--- START OF EXCERPTED DATA ---

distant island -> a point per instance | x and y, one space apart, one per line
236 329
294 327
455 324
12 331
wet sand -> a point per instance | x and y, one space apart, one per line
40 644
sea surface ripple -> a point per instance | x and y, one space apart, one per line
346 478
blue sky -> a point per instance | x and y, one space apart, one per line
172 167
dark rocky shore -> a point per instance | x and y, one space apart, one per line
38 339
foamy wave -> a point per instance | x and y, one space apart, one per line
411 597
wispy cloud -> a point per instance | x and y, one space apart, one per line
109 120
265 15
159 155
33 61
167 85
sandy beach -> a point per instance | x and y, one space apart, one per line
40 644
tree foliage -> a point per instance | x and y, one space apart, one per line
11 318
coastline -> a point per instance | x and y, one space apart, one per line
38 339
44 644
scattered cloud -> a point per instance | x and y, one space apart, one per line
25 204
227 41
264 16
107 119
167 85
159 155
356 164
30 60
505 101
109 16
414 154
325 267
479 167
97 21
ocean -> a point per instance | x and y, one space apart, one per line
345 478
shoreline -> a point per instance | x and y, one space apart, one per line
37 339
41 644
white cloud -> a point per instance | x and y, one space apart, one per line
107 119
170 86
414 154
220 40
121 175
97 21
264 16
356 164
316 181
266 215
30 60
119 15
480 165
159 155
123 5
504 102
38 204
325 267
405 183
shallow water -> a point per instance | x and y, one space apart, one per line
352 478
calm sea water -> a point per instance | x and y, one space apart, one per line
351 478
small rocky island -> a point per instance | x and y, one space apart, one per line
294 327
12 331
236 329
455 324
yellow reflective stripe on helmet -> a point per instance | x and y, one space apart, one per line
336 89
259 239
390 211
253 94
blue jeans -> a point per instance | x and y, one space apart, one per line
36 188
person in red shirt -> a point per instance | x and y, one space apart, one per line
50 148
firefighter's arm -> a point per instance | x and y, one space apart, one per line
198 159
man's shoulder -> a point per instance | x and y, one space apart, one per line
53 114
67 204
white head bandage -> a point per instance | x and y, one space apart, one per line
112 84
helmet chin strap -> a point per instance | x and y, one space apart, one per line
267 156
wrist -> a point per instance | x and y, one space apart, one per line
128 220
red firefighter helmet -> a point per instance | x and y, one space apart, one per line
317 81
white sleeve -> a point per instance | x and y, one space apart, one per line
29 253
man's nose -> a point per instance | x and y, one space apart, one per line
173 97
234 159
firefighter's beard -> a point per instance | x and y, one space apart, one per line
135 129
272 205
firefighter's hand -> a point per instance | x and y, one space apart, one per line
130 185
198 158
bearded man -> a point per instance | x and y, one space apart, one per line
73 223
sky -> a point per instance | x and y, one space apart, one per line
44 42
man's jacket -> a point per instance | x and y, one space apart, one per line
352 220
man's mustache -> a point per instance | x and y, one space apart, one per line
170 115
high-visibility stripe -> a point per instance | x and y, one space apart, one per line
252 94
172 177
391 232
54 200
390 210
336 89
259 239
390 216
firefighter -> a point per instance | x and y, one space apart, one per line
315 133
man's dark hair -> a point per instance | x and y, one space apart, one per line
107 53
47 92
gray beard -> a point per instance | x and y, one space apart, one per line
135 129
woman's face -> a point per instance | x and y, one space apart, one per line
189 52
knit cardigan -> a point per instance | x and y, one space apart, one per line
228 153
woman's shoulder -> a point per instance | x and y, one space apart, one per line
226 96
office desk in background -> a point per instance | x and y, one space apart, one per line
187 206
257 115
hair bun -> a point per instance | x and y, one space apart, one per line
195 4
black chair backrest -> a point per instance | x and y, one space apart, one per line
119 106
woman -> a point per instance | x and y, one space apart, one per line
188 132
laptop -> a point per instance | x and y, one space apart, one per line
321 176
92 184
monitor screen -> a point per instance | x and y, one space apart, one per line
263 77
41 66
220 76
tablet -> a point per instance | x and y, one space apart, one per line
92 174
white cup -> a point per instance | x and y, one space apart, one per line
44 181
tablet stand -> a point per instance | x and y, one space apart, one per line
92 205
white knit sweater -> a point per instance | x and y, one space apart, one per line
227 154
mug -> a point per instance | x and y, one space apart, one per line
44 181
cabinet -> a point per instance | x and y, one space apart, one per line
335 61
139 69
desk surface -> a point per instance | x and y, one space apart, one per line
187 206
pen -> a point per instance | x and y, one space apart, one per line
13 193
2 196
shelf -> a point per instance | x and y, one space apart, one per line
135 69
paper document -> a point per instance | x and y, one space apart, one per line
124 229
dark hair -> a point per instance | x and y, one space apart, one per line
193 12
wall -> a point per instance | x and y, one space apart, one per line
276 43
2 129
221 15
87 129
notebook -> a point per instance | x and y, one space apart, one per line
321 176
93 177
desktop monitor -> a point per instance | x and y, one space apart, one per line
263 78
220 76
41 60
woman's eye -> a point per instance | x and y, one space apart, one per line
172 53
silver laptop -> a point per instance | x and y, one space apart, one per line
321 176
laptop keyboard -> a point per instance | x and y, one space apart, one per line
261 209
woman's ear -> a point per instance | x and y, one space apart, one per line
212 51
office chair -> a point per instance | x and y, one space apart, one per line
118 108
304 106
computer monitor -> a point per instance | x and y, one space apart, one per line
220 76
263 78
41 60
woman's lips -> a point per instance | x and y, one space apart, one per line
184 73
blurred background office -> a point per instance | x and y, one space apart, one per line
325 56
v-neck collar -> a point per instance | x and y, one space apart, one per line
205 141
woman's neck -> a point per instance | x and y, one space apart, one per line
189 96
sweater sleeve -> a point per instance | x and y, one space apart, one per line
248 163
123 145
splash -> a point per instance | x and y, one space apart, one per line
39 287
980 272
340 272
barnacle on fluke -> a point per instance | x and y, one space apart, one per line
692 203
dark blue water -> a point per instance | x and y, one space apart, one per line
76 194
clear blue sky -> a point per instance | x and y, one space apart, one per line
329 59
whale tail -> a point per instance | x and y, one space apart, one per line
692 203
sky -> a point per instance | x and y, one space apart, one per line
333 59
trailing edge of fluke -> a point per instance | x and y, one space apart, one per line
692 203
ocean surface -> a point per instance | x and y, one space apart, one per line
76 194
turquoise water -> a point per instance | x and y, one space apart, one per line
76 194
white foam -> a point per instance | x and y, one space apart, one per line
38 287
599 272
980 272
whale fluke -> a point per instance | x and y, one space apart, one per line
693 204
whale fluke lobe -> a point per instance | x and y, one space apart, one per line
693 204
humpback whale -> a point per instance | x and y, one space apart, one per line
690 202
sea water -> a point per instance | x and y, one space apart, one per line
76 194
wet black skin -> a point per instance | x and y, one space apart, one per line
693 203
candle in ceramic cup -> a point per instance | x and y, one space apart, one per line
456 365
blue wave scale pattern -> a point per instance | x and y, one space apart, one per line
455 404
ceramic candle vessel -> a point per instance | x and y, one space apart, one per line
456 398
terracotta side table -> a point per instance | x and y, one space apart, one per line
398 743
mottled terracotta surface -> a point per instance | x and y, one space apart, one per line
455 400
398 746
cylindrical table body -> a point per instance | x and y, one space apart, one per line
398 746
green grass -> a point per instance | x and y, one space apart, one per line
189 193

--- END OF EXCERPTED DATA ---

YOUR INSTRUCTIONS: Reproduce all of the records above verbatim, line by line, without changing anything.

ANSWER TO THE TASK:
distant island -> a point per instance | x and y, one space apart, one per line
236 329
294 327
455 324
12 331
wet sand -> a point per instance | x and y, one space apart, one per line
40 644
sea surface ripple -> a point per instance | x and y, one space apart, one per line
346 478
blue sky -> a point per instance | x and y, one space apart, one per line
172 167
dark rocky shore -> a point per instance | x and y, one space apart, one per line
38 339
foamy wave -> a point per instance | x and y, one space apart, one per line
411 597
wispy cloud -> a point per instance | x and y, one space apart, one per line
109 120
265 15
159 155
33 61
167 85
sandy beach -> a point per instance | x and y, one space apart, one per line
40 644
tree foliage -> a point per instance | x and y, one space apart, one per line
11 318
coastline -> a point per instance | x and y, one space apart, one per line
38 339
44 644
scattered cloud -> a point per instance | x and y, one space apart, one per line
25 204
227 41
264 16
107 119
167 85
159 155
356 164
30 60
505 101
109 16
414 154
325 267
479 167
97 21
ocean -> a point per instance | x and y, one space apart, one per line
345 478
shoreline -> a point per instance | x and y, one space apart, one per line
37 339
41 644
white cloud -> a point per instance | x and y, one space apart, one per line
107 119
170 86
414 154
220 40
121 175
97 21
264 16
356 164
316 181
266 215
30 60
119 15
480 165
159 155
123 5
504 102
38 204
325 267
405 183
shallow water -> a point per instance | x and y, one space apart, one per line
352 478
calm sea water -> a point per instance | x and y, one space apart, one per line
351 478
small rocky island -> a point per instance | x and y, one space apart, one per line
294 327
12 331
236 329
455 324
yellow reflective stripe on helmet -> a point per instance | x and y, one space apart, one per line
336 89
259 239
390 211
253 94
blue jeans -> a point per instance | x and y, one space apart, one per line
36 188
person in red shirt -> a point per instance | x and y, one space apart, one per line
50 148
firefighter's arm -> a point per instance | x and y, one space apart, one per line
198 159
man's shoulder -> a point per instance | x and y, one space apart, one per line
53 114
67 204
white head bandage -> a point per instance | x and y, one space apart, one per line
112 84
helmet chin strap -> a point per instance | x and y, one space apart, one per line
267 156
wrist -> a point per instance | x and y, one space apart, one per line
128 220
red firefighter helmet -> a point per instance | x and y, one space apart, one per line
317 81
white sleeve -> a point per instance | x and y, one space apart, one per line
29 253
man's nose -> a point per instance | x and y, one space apart, one per line
173 97
234 159
firefighter's beard -> a point per instance | x and y, one space apart, one per line
135 129
272 205
firefighter's hand -> a point per instance | x and y, one space apart, one per line
130 185
198 158
bearded man -> a point per instance | x and y, one space apart, one per line
73 223
sky -> a point per instance | x and y, one space apart, one per line
44 42
man's jacket -> a point per instance | x and y, one space apart, one per line
352 220
man's mustache -> a point per instance | x and y, one space apart, one per line
170 115
high-visibility stripe -> a point per instance | x and y, one space apart, one per line
252 94
172 177
391 232
54 200
390 210
336 89
259 239
390 216
firefighter -> a point per instance | x and y, one space apart, one per line
315 133
man's dark hair -> a point per instance | x and y, one space apart, one per line
107 53
47 92
gray beard -> a point per instance | x and y, one space apart, one per line
135 129
woman's face -> a point per instance | x and y, one space apart, one per line
189 52
knit cardigan -> a point per instance | x and y, one space apart, one per line
228 153
woman's shoulder -> a point per instance | x and y, one space apart, one per line
226 96
office desk in background -> a point per instance | x and y, one space apart, one per line
187 206
257 115
hair bun -> a point per instance | x and y, one space apart, one per line
195 4
black chair backrest -> a point per instance | x and y, one space apart, one per line
119 106
woman -> a point per instance | x and y, one space apart, one per line
188 132
laptop -> a point per instance | x and y, one space apart, one per line
321 176
92 184
monitor screen -> a point per instance | x and y, one space apart, one per line
263 77
41 66
220 76
tablet -> a point per instance | x and y, one space apart, one per line
92 174
white cup -> a point per instance | x and y, one space apart, one per line
44 181
tablet stand -> a point per instance | x and y, one space apart, one per line
92 205
white knit sweater -> a point per instance | x and y, one space apart, one per line
227 154
mug -> a point per instance | x and y, one space apart, one per line
44 181
cabinet -> a point per instance | x and y, one space apart, one per line
335 61
139 69
desk surface -> a point per instance | x and y, one space apart, one per line
187 206
pen -> a point per instance | x and y, one space apart, one per line
13 193
2 196
shelf -> a point per instance | x and y, one space apart, one per line
135 69
paper document -> a point per instance | x and y, one space apart, one per line
124 229
dark hair -> a point per instance | x and y, one space apart, one per line
193 12
wall -> a point per instance | x and y, one space apart, one per line
276 43
2 129
221 15
87 129
notebook -> a point per instance | x and y, one space apart, one per line
321 176
93 177
desktop monitor -> a point per instance | x and y, one space apart, one per line
263 78
220 76
41 60
woman's eye -> a point per instance | x and y, one space apart, one per line
172 53
silver laptop -> a point per instance | x and y, one space apart, one per line
321 176
laptop keyboard -> a point per instance | x and y, one space apart, one per line
261 209
woman's ear -> a point per instance | x and y, one space apart, one per line
212 51
office chair -> a point per instance | x and y, one space apart, one per line
118 108
304 106
computer monitor -> a point per instance | x and y, one space apart, one per line
220 76
263 78
41 60
woman's lips -> a point per instance | x and y, one space apart, one per line
184 73
blurred background office -> a point per instance | x and y, one space apart, one per line
325 56
v-neck collar -> a point per instance | x and y, one space apart, one per line
205 141
woman's neck -> a point per instance | x and y, one space apart, one per line
189 96
sweater sleeve -> a point per instance | x and y, one space apart, one per line
248 163
123 145
splash -> a point per instance | x and y, one space apart, one per line
39 287
980 272
340 272
barnacle on fluke -> a point per instance | x and y, one space apart, one per line
692 203
dark blue water -> a point per instance | x and y, one space apart, one per line
76 194
clear blue sky -> a point per instance | x and y, one space apart, one per line
329 59
whale tail -> a point per instance | x and y, one space apart, one per line
692 203
sky -> a point per instance | x and y, one space apart, one per line
333 59
trailing edge of fluke -> a point per instance | x and y, one space apart, one per line
692 203
ocean surface -> a point per instance | x and y, one space apart, one per line
76 194
turquoise water -> a point per instance | x and y, one space apart, one per line
76 194
white foam -> a point per instance | x and y, one space apart, one per line
38 287
599 272
980 272
whale fluke -> a point per instance | x and y, one space apart, one per line
693 204
whale fluke lobe -> a point per instance | x and y, one space apart, one per line
693 204
humpback whale -> a point per instance | x and y, one space apart, one per line
690 202
sea water -> a point per instance | x and y, one space apart, one per line
76 194
wet black skin -> a point per instance | x and y, one space apart, one per line
693 203
candle in ceramic cup -> a point per instance | x and y, one space apart, one per line
456 365
blue wave scale pattern -> a point per instance | x and y, one space apart, one per line
455 404
ceramic candle vessel -> a point per instance | x and y, one space apart, one per line
456 398
terracotta side table -> a point per instance | x and y, one space apart, one per line
398 743
mottled terracotta surface -> a point per instance | x and y, one space apart, one per line
455 400
398 746
cylindrical table body -> a point per instance | x and y, one space apart, one per line
398 746
green grass -> a point per instance | x and y, one space apart, one per line
189 193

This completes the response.